Do this
Please carry on the travel account of the trip from Nairobi to Mombasa, starting right after its last sentence.

Passage given
---*---
I made it to the west coast of the Indian Ocean yesterday. It looked a lot like the east coast to me, although that may have more to do with the latitude than the ocean itself. Probably if I ever make it to the Atlantic or Pacific oceans near the equator, it will look fairly similar- white sand, clear, clear water, and oh, so warm. In fact, considering just how hot and sticky it is in Mombasa, it might have been nice to step into a cool ocean, not something the temperature of a warm bath.
I'm on the coast for the weekend with Jo and Emily, two other IVHQ volunteers. We took a sleeper train from Nairobi to Mombasa on Wednesday night and we'll take an overnight bus back on Saturday. I've been excited to see more of Kenya away from the Nairobi area, but I can't say that the trip has been unqualified fun so far.
I slept pretty well on the train until I woke up in a drenching sweat at about 4 AM. Then I couldn't get back to sleep because my ears kept feeling pressurized to the point where it was pretty painful. It persisted in the morning and Emily said she was having a little trouble with her ears, too. The only thing we could think of was the change in altitude- Nairobi is at 5,000 feet and Mombasa is, of course, sea level. But, having been a mountain dweller essentially my whole life, I've driven from mountains to coast a number of times and never had a problem like this. It's very frustrating. My right ear cleared up pretty quickly but my left ear still feels like it needs to pop, thirty-six hours later.
---*---
Extracted entries
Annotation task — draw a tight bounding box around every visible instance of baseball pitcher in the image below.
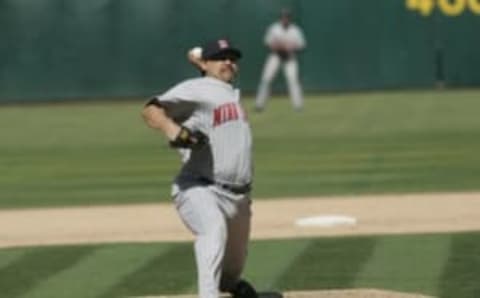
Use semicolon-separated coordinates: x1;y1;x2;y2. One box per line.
143;39;258;298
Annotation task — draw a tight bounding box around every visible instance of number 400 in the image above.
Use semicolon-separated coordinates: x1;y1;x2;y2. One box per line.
406;0;480;16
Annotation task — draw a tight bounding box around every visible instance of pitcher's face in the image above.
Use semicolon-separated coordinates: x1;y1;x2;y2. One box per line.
202;56;238;83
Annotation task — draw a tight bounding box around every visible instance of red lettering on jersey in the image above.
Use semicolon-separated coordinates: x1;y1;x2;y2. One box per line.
213;102;241;126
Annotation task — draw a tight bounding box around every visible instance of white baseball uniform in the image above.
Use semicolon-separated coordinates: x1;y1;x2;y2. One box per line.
256;21;306;110
150;77;252;298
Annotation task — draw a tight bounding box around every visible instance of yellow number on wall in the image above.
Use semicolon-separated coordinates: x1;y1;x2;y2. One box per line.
438;0;467;17
406;0;435;16
468;0;480;15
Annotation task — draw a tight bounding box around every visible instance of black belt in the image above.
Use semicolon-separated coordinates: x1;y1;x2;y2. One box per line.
213;183;252;195
199;178;252;195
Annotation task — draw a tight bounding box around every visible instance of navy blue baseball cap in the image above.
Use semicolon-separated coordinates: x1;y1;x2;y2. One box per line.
202;39;242;60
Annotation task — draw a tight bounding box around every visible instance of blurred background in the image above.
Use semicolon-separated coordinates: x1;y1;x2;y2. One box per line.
0;0;480;102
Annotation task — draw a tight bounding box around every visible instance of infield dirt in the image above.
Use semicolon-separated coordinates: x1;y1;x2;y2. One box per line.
0;193;480;298
0;193;480;247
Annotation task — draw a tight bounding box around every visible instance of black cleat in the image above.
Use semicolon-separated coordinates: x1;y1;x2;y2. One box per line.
232;280;259;298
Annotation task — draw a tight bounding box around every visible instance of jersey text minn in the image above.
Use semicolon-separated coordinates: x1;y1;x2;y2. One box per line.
213;102;243;126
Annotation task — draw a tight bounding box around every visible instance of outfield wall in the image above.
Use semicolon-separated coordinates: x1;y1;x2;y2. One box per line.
0;0;480;101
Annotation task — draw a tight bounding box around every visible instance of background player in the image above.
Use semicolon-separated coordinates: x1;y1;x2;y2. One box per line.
143;40;258;298
255;9;305;111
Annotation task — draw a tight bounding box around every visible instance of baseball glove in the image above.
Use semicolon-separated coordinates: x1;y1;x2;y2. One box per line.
170;126;208;149
275;50;293;61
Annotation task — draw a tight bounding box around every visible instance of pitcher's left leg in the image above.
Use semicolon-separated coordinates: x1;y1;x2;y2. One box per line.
220;197;257;298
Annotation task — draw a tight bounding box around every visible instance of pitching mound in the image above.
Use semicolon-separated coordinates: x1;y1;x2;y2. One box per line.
136;289;433;298
284;289;432;298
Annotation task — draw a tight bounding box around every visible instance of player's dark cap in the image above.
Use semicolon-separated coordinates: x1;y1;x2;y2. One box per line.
202;39;242;61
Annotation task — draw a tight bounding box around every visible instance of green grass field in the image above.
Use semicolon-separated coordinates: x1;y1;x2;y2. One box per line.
0;90;480;298
0;91;480;208
0;233;480;298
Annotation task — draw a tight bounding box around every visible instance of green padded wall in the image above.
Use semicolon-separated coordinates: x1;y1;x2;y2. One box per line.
0;0;480;102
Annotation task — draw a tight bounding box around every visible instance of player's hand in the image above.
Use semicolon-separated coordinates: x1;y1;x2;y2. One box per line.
187;47;203;70
170;126;208;149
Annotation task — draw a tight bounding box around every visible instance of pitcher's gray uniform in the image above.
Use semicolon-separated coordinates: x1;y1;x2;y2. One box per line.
144;39;253;298
255;10;305;111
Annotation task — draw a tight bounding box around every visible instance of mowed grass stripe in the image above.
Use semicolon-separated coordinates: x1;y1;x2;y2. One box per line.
438;232;480;298
275;237;376;290
355;235;450;296
22;244;169;298
0;248;25;272
245;239;310;291
0;246;95;298
99;243;197;298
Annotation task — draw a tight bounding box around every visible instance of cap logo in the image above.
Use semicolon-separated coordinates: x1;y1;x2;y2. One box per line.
218;39;228;49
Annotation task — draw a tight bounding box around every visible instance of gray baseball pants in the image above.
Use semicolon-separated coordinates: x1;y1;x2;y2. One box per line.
175;186;251;298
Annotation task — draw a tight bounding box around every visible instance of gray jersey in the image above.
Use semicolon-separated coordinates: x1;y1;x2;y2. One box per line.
155;77;252;189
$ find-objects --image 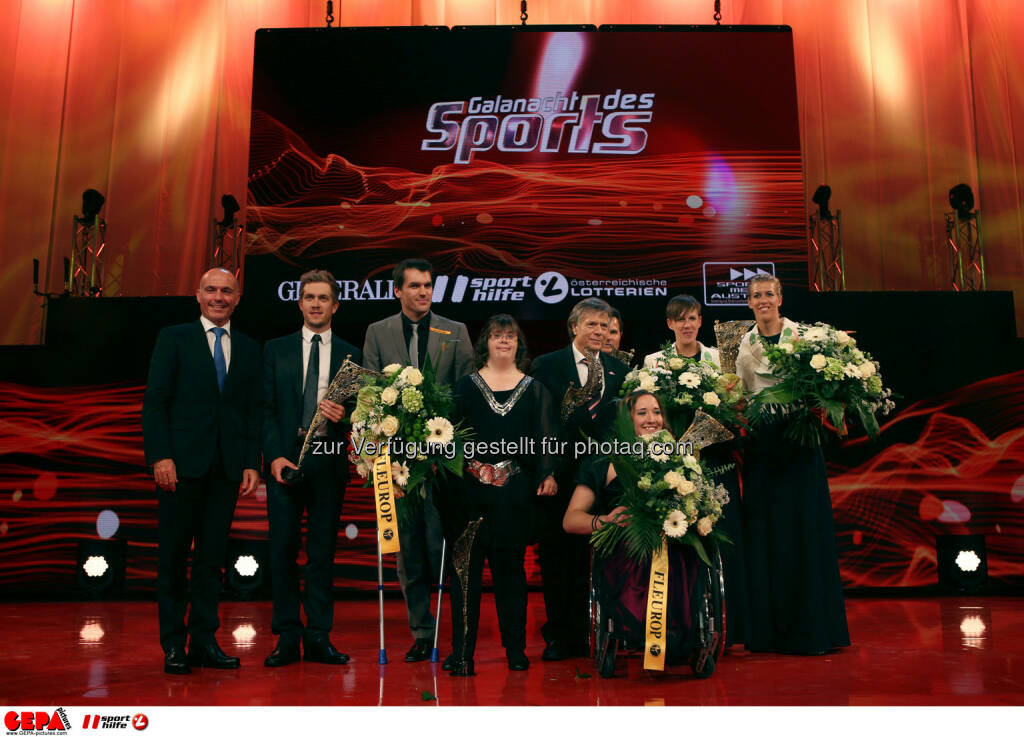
---*---
Reply
I'm tolerating it pretty well, in general. This morning, Jo, Emily and I caught a matatu to the Swahili ruins at Gedi.The ruins themselves were fascinating; I enjoyed wandering around and seeing the old walls overrun by plants (knowing me, it's just possible that I found some of the plants more interesting than the ruins). There was one massive baobab tree that had a series of steps and a platform at the top, a good fifty feet in the air. My imagination is just active enough to make me a little leery of heights, especially when climbing wooden ladders is involved, but it turned out to be quite steady and provided a great view from the top (anyone who's read "A Little Prince" ought to recognize the baobab tree by name at least).
In fact, it was so nice and quiet and peaceful at the top of the platform that I lay down and closed my eyes. Emily and Jo climbed back down and I could hear them talking below me. Then after a while I couldn't hear anything and I decided I should get up before I fell asleep. So I did. I couldn't see them anywhere. I climbed down and still couldn't see anyone. We were there pretty early in the morning and not very many people were there, and the ruins are set into a forest. I suppose it's impossible to really get lost because I knew where the gate was and everything, but I suddenly felt completely alone. I assumed that the other girls had thought I was asleep and just walked away to see more of the ruins while I dozed, but I didn't really want to sit there and wait for them.
So I started walking. And then the strap on my flip flop broke. I might have considered going barefoot if I hadn't seen several humongous dead millipedes on the road on our walk there (not that flip flops are such great foot protection, anyway). And then my poor clogged ear started shooting a sharp pain into my head. And I felt like I'd love to be curled up on the bed in my hotel room with my ipod and maybe some passion fruit juice or possibly some chocolate and some tylenol so I could wallow in my misery appropriately and not be lost in some Swahili ruins with a broken sandal and a nasty earache and slightly impaired hearing.
As I was wandering around feeling sorry for myself and simultaneously trying to pray to know what the best thing to do to met up with my friends again would be (as a note, it's pretty hard to get answers to prayers while feeling sorry for oneself), suddenly a song popped into my mind unbidden. It was so unexpected that I almost started laughing.
When upon life's billows you are tempest tossed,
When you are discouraged thinking all is lost,
Count your many blessings! Name them one by one,
And it will surprise you what the Lord has done.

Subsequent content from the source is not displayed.